* What is being asked *
Word for word, please copy the line containing "Get forearm tattoo" and all lines after it in the entries below, and only those, leaving every picture out.

————————

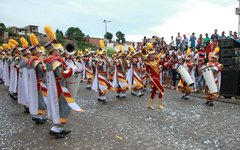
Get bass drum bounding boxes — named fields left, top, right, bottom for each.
left=177, top=65, right=194, bottom=86
left=65, top=73, right=82, bottom=99
left=202, top=67, right=218, bottom=94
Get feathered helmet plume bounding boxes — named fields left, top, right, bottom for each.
left=20, top=37, right=29, bottom=48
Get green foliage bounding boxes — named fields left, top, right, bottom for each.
left=106, top=47, right=115, bottom=56
left=75, top=40, right=97, bottom=51
left=0, top=23, right=6, bottom=34
left=104, top=32, right=113, bottom=42
left=56, top=29, right=65, bottom=44
left=5, top=27, right=13, bottom=36
left=65, top=27, right=85, bottom=41
left=116, top=31, right=126, bottom=44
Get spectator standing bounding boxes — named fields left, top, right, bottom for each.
left=227, top=31, right=233, bottom=39
left=170, top=36, right=175, bottom=47
left=219, top=31, right=226, bottom=40
left=160, top=37, right=167, bottom=49
left=143, top=36, right=147, bottom=46
left=176, top=32, right=182, bottom=48
left=183, top=34, right=189, bottom=50
left=196, top=34, right=203, bottom=49
left=203, top=33, right=211, bottom=47
left=189, top=33, right=196, bottom=50
left=211, top=29, right=219, bottom=41
left=233, top=31, right=238, bottom=39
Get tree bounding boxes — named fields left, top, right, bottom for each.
left=115, top=31, right=126, bottom=44
left=0, top=23, right=6, bottom=34
left=65, top=27, right=85, bottom=41
left=56, top=29, right=65, bottom=44
left=5, top=27, right=13, bottom=36
left=104, top=32, right=113, bottom=42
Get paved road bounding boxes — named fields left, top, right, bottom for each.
left=0, top=83, right=240, bottom=150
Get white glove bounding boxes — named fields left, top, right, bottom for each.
left=71, top=65, right=78, bottom=75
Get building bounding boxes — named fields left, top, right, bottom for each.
left=10, top=25, right=39, bottom=36
left=87, top=37, right=102, bottom=47
left=24, top=25, right=39, bottom=35
left=10, top=26, right=27, bottom=36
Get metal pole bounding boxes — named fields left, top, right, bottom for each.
left=103, top=20, right=111, bottom=38
left=105, top=22, right=107, bottom=35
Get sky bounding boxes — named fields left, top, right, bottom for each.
left=0, top=0, right=239, bottom=43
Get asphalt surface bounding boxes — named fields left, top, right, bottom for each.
left=0, top=83, right=240, bottom=150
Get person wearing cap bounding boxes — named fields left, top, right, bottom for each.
left=92, top=47, right=114, bottom=104
left=2, top=44, right=11, bottom=87
left=17, top=37, right=32, bottom=113
left=177, top=49, right=194, bottom=100
left=8, top=39, right=21, bottom=100
left=127, top=51, right=144, bottom=97
left=43, top=26, right=84, bottom=139
left=204, top=47, right=223, bottom=106
left=144, top=43, right=165, bottom=110
left=82, top=49, right=93, bottom=89
left=0, top=46, right=5, bottom=84
left=28, top=34, right=48, bottom=124
left=112, top=50, right=129, bottom=98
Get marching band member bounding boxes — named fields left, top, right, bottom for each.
left=2, top=44, right=11, bottom=87
left=0, top=46, right=4, bottom=84
left=18, top=37, right=31, bottom=113
left=92, top=45, right=114, bottom=104
left=177, top=49, right=194, bottom=100
left=144, top=43, right=165, bottom=110
left=44, top=26, right=83, bottom=139
left=204, top=47, right=223, bottom=106
left=112, top=46, right=129, bottom=98
left=28, top=33, right=48, bottom=124
left=82, top=49, right=93, bottom=89
left=126, top=51, right=144, bottom=97
left=8, top=40, right=21, bottom=100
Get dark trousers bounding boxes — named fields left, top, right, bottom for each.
left=172, top=69, right=178, bottom=86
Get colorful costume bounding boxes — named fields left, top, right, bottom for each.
left=44, top=26, right=83, bottom=138
left=144, top=43, right=165, bottom=110
left=18, top=38, right=31, bottom=112
left=112, top=51, right=128, bottom=98
left=126, top=52, right=144, bottom=97
left=28, top=45, right=47, bottom=123
left=92, top=50, right=114, bottom=103
left=82, top=49, right=93, bottom=89
left=204, top=50, right=223, bottom=106
left=177, top=58, right=194, bottom=99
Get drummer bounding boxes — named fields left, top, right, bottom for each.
left=204, top=49, right=223, bottom=106
left=177, top=53, right=194, bottom=100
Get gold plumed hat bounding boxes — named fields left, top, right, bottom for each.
left=43, top=25, right=60, bottom=53
left=20, top=37, right=31, bottom=56
left=29, top=33, right=41, bottom=55
left=147, top=42, right=155, bottom=55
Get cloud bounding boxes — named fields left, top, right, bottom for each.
left=131, top=0, right=239, bottom=42
left=0, top=0, right=239, bottom=42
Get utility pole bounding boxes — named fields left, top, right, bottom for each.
left=103, top=19, right=111, bottom=38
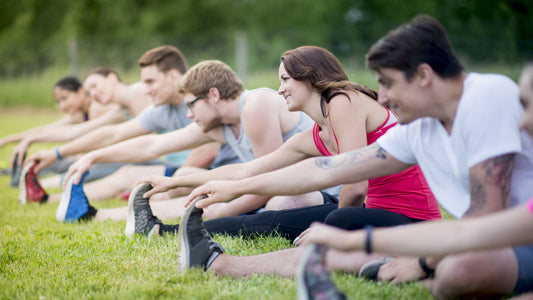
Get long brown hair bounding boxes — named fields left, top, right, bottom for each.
left=281, top=46, right=377, bottom=117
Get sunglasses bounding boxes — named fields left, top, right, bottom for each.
left=186, top=93, right=207, bottom=109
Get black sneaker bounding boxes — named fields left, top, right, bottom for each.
left=177, top=196, right=224, bottom=272
left=10, top=152, right=25, bottom=187
left=297, top=244, right=347, bottom=300
left=125, top=183, right=162, bottom=238
left=358, top=257, right=395, bottom=281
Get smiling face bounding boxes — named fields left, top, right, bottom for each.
left=140, top=65, right=178, bottom=106
left=278, top=63, right=313, bottom=112
left=53, top=87, right=84, bottom=114
left=375, top=68, right=430, bottom=124
left=519, top=66, right=533, bottom=137
left=83, top=73, right=114, bottom=104
left=183, top=92, right=221, bottom=133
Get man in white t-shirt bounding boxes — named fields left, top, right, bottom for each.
left=176, top=15, right=533, bottom=299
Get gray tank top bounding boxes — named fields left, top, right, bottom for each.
left=222, top=88, right=313, bottom=162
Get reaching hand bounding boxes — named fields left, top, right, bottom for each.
left=11, top=141, right=30, bottom=167
left=294, top=222, right=352, bottom=249
left=377, top=257, right=426, bottom=283
left=25, top=149, right=57, bottom=173
left=137, top=175, right=178, bottom=198
left=63, top=155, right=93, bottom=189
left=185, top=180, right=244, bottom=208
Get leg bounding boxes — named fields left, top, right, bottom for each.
left=430, top=247, right=519, bottom=299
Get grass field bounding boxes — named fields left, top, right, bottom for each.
left=0, top=108, right=437, bottom=299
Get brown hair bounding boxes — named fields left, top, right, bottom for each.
left=281, top=46, right=377, bottom=117
left=366, top=15, right=464, bottom=81
left=138, top=45, right=188, bottom=75
left=177, top=60, right=244, bottom=100
left=85, top=66, right=121, bottom=81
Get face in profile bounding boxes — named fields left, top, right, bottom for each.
left=140, top=65, right=177, bottom=106
left=519, top=66, right=533, bottom=137
left=53, top=87, right=84, bottom=114
left=83, top=74, right=114, bottom=104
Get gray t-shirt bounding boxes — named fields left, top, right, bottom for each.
left=135, top=102, right=240, bottom=168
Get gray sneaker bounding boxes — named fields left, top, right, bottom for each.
left=177, top=196, right=224, bottom=272
left=297, top=244, right=347, bottom=300
left=358, top=257, right=395, bottom=281
left=125, top=183, right=162, bottom=238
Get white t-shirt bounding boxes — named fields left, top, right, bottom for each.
left=378, top=73, right=533, bottom=218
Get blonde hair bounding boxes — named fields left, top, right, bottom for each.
left=177, top=60, right=243, bottom=100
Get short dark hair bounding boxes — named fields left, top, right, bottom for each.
left=54, top=76, right=82, bottom=92
left=138, top=45, right=188, bottom=75
left=85, top=66, right=121, bottom=82
left=366, top=15, right=464, bottom=80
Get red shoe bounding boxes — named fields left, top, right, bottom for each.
left=18, top=162, right=49, bottom=204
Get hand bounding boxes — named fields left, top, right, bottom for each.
left=185, top=180, right=243, bottom=208
left=137, top=175, right=178, bottom=198
left=377, top=257, right=426, bottom=283
left=63, top=155, right=94, bottom=188
left=25, top=149, right=57, bottom=173
left=11, top=141, right=30, bottom=166
left=294, top=222, right=352, bottom=249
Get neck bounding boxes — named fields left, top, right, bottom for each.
left=219, top=94, right=242, bottom=126
left=112, top=82, right=131, bottom=107
left=432, top=73, right=467, bottom=133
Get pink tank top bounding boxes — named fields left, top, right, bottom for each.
left=312, top=109, right=441, bottom=220
left=528, top=198, right=533, bottom=215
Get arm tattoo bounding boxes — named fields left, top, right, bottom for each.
left=315, top=155, right=347, bottom=169
left=466, top=153, right=515, bottom=215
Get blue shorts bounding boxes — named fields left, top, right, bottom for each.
left=513, top=244, right=533, bottom=294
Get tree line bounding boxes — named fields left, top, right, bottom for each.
left=0, top=0, right=531, bottom=77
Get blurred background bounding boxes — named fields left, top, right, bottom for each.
left=0, top=0, right=532, bottom=107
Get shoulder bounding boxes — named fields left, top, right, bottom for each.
left=242, top=88, right=283, bottom=114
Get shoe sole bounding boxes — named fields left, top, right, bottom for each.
left=358, top=257, right=395, bottom=279
left=177, top=195, right=207, bottom=272
left=296, top=244, right=318, bottom=300
left=125, top=183, right=151, bottom=238
left=56, top=177, right=74, bottom=222
left=18, top=162, right=33, bottom=204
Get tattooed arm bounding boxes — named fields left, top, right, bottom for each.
left=465, top=153, right=515, bottom=217
left=189, top=143, right=412, bottom=208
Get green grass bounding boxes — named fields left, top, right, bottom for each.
left=0, top=109, right=436, bottom=299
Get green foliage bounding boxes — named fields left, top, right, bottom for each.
left=0, top=0, right=532, bottom=78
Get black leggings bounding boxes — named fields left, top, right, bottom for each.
left=159, top=204, right=423, bottom=242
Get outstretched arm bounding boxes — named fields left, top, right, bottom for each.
left=63, top=123, right=213, bottom=185
left=188, top=143, right=411, bottom=208
left=300, top=200, right=533, bottom=256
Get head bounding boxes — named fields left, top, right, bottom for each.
left=83, top=67, right=121, bottom=104
left=519, top=62, right=533, bottom=137
left=178, top=60, right=244, bottom=133
left=366, top=15, right=464, bottom=123
left=53, top=76, right=86, bottom=114
left=138, top=45, right=188, bottom=106
left=280, top=46, right=377, bottom=116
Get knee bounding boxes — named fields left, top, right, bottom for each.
left=430, top=256, right=478, bottom=299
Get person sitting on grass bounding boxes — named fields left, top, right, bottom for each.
left=130, top=45, right=439, bottom=244
left=174, top=15, right=533, bottom=300
left=294, top=59, right=533, bottom=300
left=54, top=59, right=316, bottom=226
left=22, top=46, right=237, bottom=205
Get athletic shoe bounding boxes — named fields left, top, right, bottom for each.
left=125, top=183, right=162, bottom=238
left=10, top=152, right=25, bottom=187
left=18, top=161, right=49, bottom=204
left=297, top=244, right=347, bottom=300
left=177, top=196, right=224, bottom=272
left=56, top=172, right=96, bottom=222
left=358, top=257, right=395, bottom=281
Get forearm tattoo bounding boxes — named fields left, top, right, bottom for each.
left=315, top=144, right=389, bottom=170
left=466, top=153, right=515, bottom=215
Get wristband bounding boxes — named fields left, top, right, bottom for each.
left=364, top=225, right=373, bottom=254
left=418, top=257, right=435, bottom=278
left=55, top=146, right=63, bottom=160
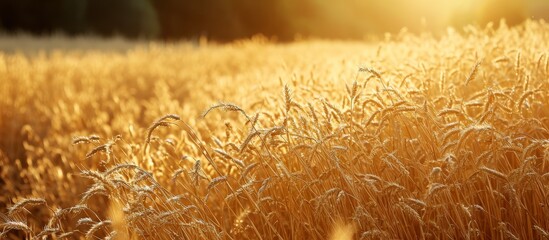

————————

* Answer space *
Get forearm tattoo bounding boxes — named fields left, top, right, bottom for each.
left=315, top=144, right=389, bottom=170
left=466, top=153, right=515, bottom=215
Get wristband bounding boxes — named fields left, top, right, bottom for each.
left=364, top=225, right=373, bottom=254
left=418, top=257, right=435, bottom=278
left=55, top=146, right=63, bottom=160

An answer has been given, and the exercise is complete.